╭─ Text excerpt
Children with ADHD have been punished for being different than what our society has needed us to be until now. They have been punished with medication and with stigma. The education system was developed as a way to instill early values and behavior which were beneficial to the needs of industry. Industry at the time depended on people doing mundane, repetitive tasks and obeying a centralized authority. Many of these values are still taught – listening to authorities, listening to the wisdom of others who have gone before instead of your own intelligence, overriding your natural impulses of body mind and soul to sit quietly and receive instructions. Even though these qualities are becoming less crucial, as our collective evolution leads to balancing out our brains and behaviors with more right brained, now-moment abilities, where ADHD people thrive, many of the children of the ADHD era who are now adults need support to undo the ill effects of being raised in a context which opposed who they are.
╰─
╭─ Recorded data
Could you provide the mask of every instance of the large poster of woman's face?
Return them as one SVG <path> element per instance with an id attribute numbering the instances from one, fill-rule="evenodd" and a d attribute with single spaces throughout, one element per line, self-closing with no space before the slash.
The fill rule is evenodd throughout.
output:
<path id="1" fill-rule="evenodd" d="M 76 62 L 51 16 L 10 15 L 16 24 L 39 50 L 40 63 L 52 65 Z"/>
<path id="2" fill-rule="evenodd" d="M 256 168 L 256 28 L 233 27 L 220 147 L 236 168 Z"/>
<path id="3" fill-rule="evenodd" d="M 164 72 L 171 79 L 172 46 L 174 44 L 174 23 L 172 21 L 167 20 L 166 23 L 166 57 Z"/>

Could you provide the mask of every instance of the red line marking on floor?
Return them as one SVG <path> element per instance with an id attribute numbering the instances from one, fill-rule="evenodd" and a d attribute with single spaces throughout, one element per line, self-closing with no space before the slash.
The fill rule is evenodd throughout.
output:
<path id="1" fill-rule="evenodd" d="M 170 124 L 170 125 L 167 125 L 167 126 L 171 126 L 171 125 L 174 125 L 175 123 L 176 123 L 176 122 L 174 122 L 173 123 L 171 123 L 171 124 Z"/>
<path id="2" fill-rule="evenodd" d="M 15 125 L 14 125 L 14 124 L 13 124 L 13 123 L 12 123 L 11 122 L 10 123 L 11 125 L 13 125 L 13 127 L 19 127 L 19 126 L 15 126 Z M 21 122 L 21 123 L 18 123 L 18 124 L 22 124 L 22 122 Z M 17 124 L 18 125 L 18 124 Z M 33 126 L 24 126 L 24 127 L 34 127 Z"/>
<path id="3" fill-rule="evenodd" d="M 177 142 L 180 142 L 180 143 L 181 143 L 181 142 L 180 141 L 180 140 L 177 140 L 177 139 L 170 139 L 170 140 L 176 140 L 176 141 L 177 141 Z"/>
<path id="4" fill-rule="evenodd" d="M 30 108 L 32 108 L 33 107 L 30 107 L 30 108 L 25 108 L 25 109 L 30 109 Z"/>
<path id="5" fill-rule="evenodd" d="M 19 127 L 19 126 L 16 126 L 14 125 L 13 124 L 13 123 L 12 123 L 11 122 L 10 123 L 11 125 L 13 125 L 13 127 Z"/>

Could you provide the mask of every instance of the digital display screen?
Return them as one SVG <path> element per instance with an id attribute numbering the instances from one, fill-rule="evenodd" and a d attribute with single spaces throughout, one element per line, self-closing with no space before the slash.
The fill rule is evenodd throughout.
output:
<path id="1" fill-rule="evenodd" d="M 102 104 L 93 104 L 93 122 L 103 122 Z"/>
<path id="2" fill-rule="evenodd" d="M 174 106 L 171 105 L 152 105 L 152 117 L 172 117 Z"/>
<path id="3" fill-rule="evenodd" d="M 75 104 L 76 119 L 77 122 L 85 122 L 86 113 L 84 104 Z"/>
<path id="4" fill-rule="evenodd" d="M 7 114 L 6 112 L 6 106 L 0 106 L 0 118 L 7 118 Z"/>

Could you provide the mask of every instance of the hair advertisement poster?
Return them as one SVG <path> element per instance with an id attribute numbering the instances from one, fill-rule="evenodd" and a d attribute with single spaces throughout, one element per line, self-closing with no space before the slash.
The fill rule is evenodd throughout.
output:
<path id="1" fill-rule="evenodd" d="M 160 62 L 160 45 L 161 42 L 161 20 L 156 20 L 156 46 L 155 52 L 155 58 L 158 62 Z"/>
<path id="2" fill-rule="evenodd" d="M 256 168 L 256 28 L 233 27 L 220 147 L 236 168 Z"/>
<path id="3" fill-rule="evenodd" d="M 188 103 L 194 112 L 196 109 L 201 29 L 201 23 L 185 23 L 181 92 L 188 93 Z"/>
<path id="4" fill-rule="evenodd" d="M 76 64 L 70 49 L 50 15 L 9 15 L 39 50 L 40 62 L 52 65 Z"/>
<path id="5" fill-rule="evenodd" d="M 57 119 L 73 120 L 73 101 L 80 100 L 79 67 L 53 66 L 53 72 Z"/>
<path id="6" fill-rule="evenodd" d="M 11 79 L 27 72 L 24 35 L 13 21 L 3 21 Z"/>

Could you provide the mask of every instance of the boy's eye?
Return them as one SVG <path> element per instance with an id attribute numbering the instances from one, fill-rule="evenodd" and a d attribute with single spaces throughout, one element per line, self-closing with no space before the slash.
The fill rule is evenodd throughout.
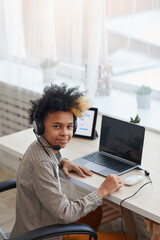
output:
<path id="1" fill-rule="evenodd" d="M 60 128 L 60 126 L 59 126 L 59 125 L 55 125 L 54 127 L 55 127 L 55 128 Z"/>
<path id="2" fill-rule="evenodd" d="M 69 129 L 73 128 L 73 126 L 68 126 Z"/>

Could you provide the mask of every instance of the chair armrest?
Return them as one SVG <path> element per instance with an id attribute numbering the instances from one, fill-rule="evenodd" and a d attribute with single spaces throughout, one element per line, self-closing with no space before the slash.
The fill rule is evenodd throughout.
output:
<path id="1" fill-rule="evenodd" d="M 8 179 L 3 182 L 0 182 L 0 192 L 4 192 L 16 188 L 16 178 Z"/>
<path id="2" fill-rule="evenodd" d="M 94 240 L 97 240 L 97 234 L 93 228 L 82 223 L 50 225 L 23 233 L 10 240 L 41 240 L 67 234 L 87 234 L 92 236 Z"/>

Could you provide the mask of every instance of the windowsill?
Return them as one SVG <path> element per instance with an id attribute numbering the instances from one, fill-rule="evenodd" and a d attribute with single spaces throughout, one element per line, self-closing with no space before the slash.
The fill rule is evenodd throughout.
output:
<path id="1" fill-rule="evenodd" d="M 136 95 L 125 91 L 112 89 L 109 96 L 99 96 L 94 100 L 94 106 L 99 112 L 118 117 L 125 121 L 141 118 L 140 125 L 160 133 L 160 101 L 152 99 L 150 109 L 137 109 Z"/>

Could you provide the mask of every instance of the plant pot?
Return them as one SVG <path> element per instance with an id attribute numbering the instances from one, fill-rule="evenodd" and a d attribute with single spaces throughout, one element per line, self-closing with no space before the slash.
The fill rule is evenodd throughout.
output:
<path id="1" fill-rule="evenodd" d="M 151 94 L 147 95 L 136 95 L 137 107 L 140 109 L 148 109 L 151 106 Z"/>
<path id="2" fill-rule="evenodd" d="M 57 67 L 54 68 L 42 68 L 43 81 L 45 83 L 53 82 L 56 79 Z"/>

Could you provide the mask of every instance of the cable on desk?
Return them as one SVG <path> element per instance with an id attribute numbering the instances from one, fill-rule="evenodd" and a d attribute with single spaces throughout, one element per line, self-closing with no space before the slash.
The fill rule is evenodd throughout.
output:
<path id="1" fill-rule="evenodd" d="M 144 169 L 142 169 L 142 168 L 140 168 L 140 167 L 138 167 L 137 169 L 138 169 L 138 170 L 143 170 L 143 171 L 145 172 L 145 175 L 148 176 L 149 181 L 146 182 L 145 184 L 143 184 L 134 194 L 132 194 L 132 195 L 129 196 L 129 197 L 124 198 L 124 199 L 120 202 L 120 208 L 121 208 L 121 213 L 122 213 L 122 216 L 121 216 L 121 230 L 122 230 L 122 233 L 123 233 L 123 235 L 124 235 L 124 237 L 125 237 L 126 240 L 127 240 L 127 236 L 126 236 L 126 233 L 125 233 L 125 230 L 124 230 L 124 227 L 123 227 L 123 206 L 122 206 L 122 204 L 123 204 L 124 201 L 128 200 L 129 198 L 134 197 L 134 196 L 135 196 L 143 187 L 145 187 L 147 184 L 152 183 L 152 180 L 151 180 L 151 178 L 150 178 L 150 173 L 149 173 L 147 170 L 144 170 Z"/>

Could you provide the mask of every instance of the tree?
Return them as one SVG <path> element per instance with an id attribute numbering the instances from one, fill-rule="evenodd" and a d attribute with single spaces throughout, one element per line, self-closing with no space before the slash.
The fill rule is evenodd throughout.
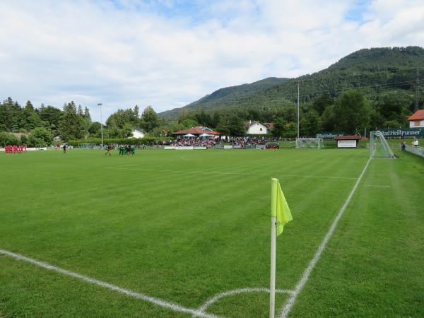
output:
<path id="1" fill-rule="evenodd" d="M 54 135 L 58 134 L 59 124 L 63 115 L 61 110 L 50 105 L 42 105 L 40 110 L 40 117 L 46 123 L 45 127 L 50 129 Z"/>
<path id="2" fill-rule="evenodd" d="M 336 115 L 334 114 L 334 106 L 329 106 L 325 109 L 321 117 L 322 120 L 322 129 L 325 131 L 331 132 L 334 131 L 336 126 Z"/>
<path id="3" fill-rule="evenodd" d="M 334 104 L 336 128 L 346 134 L 355 134 L 368 125 L 371 107 L 362 92 L 343 93 Z"/>
<path id="4" fill-rule="evenodd" d="M 61 139 L 65 141 L 82 139 L 84 135 L 82 118 L 76 114 L 76 107 L 73 102 L 65 105 L 64 112 L 59 126 Z"/>
<path id="5" fill-rule="evenodd" d="M 159 126 L 158 114 L 151 106 L 146 107 L 141 114 L 141 126 L 146 131 L 150 131 L 153 128 Z"/>
<path id="6" fill-rule="evenodd" d="M 231 117 L 228 124 L 230 136 L 242 136 L 246 134 L 246 129 L 243 120 L 236 116 Z"/>
<path id="7" fill-rule="evenodd" d="M 102 124 L 98 122 L 94 122 L 88 128 L 88 133 L 93 137 L 101 136 Z"/>
<path id="8" fill-rule="evenodd" d="M 321 119 L 318 113 L 311 110 L 304 115 L 305 126 L 304 134 L 308 137 L 314 138 L 318 131 L 322 129 Z"/>
<path id="9" fill-rule="evenodd" d="M 325 109 L 332 105 L 334 100 L 328 94 L 324 94 L 317 98 L 312 104 L 312 107 L 319 116 L 322 115 Z"/>
<path id="10" fill-rule="evenodd" d="M 271 133 L 274 137 L 282 137 L 286 131 L 287 122 L 283 117 L 278 117 L 274 120 L 273 128 Z"/>
<path id="11" fill-rule="evenodd" d="M 394 126 L 396 127 L 407 124 L 408 106 L 413 102 L 408 94 L 393 93 L 382 96 L 376 103 L 376 108 L 385 121 L 396 122 L 398 124 Z"/>

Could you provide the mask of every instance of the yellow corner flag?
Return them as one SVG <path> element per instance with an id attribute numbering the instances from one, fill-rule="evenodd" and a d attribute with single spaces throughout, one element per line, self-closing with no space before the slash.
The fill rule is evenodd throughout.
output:
<path id="1" fill-rule="evenodd" d="M 277 218 L 277 235 L 283 232 L 284 225 L 293 218 L 278 179 L 271 179 L 271 216 Z"/>

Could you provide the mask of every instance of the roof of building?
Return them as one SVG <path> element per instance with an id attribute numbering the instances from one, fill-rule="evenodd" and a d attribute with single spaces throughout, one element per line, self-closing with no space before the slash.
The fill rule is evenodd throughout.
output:
<path id="1" fill-rule="evenodd" d="M 359 140 L 360 136 L 336 136 L 334 137 L 336 140 Z"/>
<path id="2" fill-rule="evenodd" d="M 202 134 L 210 134 L 211 135 L 220 135 L 221 134 L 218 131 L 215 131 L 210 128 L 204 127 L 203 126 L 195 126 L 187 129 L 182 129 L 173 133 L 173 135 L 187 135 L 187 134 L 192 134 L 192 135 L 201 135 Z"/>
<path id="3" fill-rule="evenodd" d="M 259 122 L 259 120 L 249 120 L 249 122 L 245 122 L 245 126 L 247 128 L 254 124 L 261 124 L 269 129 L 273 127 L 273 124 L 272 122 Z"/>
<path id="4" fill-rule="evenodd" d="M 418 110 L 408 117 L 408 120 L 424 120 L 424 110 Z"/>

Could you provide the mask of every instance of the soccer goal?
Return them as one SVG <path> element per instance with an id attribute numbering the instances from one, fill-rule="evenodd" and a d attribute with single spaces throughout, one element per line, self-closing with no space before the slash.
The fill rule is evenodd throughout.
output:
<path id="1" fill-rule="evenodd" d="M 371 158 L 396 158 L 383 134 L 379 131 L 370 133 L 370 156 Z"/>
<path id="2" fill-rule="evenodd" d="M 296 149 L 321 149 L 324 148 L 322 138 L 299 138 L 296 139 Z"/>

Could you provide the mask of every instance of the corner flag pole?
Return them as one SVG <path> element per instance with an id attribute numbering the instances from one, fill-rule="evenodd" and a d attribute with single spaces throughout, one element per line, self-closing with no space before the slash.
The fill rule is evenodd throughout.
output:
<path id="1" fill-rule="evenodd" d="M 276 307 L 276 179 L 271 179 L 271 279 L 269 286 L 269 318 L 275 317 Z"/>

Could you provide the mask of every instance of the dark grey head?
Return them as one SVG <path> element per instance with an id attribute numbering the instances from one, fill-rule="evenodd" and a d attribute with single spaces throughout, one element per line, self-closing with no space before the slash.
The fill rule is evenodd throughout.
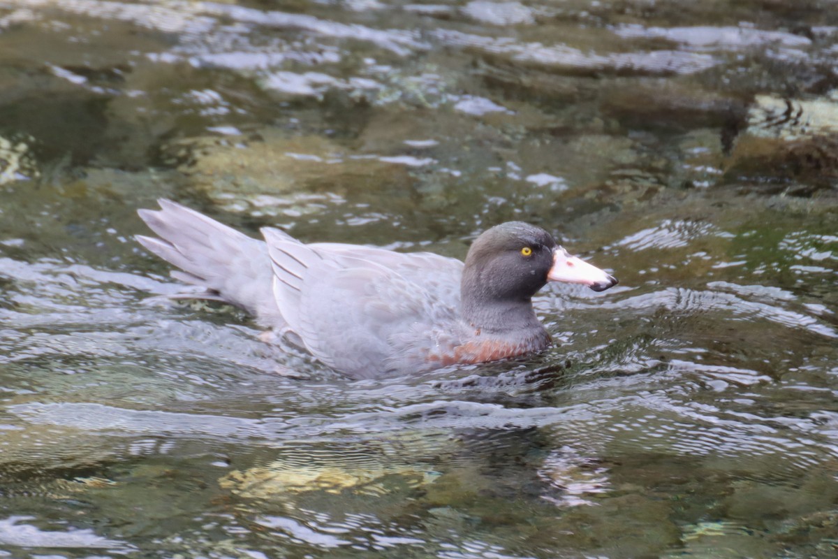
╰─
Task to complete -
Please copy out the ADHD and schooling text above, word for word.

Response box -
Children with ADHD have been punished for being different than what our society has needed us to be until now. They have been punished with medication and with stigma. The education system was developed as a way to instill early values and behavior which were beneficial to the needs of industry. Industry at the time depended on people doing mundane, repetitive tasks and obeying a centralized authority. Many of these values are still taught – listening to authorities, listening to the wisdom of others who have gone before instead of your own intelligence, overriding your natural impulses of body mind and soul to sit quietly and receive instructions. Even though these qualities are becoming less crucial, as our collective evolution leads to balancing out our brains and behaviors with more right brained, now-moment abilities, where ADHD people thrive, many of the children of the ADHD era who are now adults need support to undo the ill effects of being raised in a context which opposed who they are.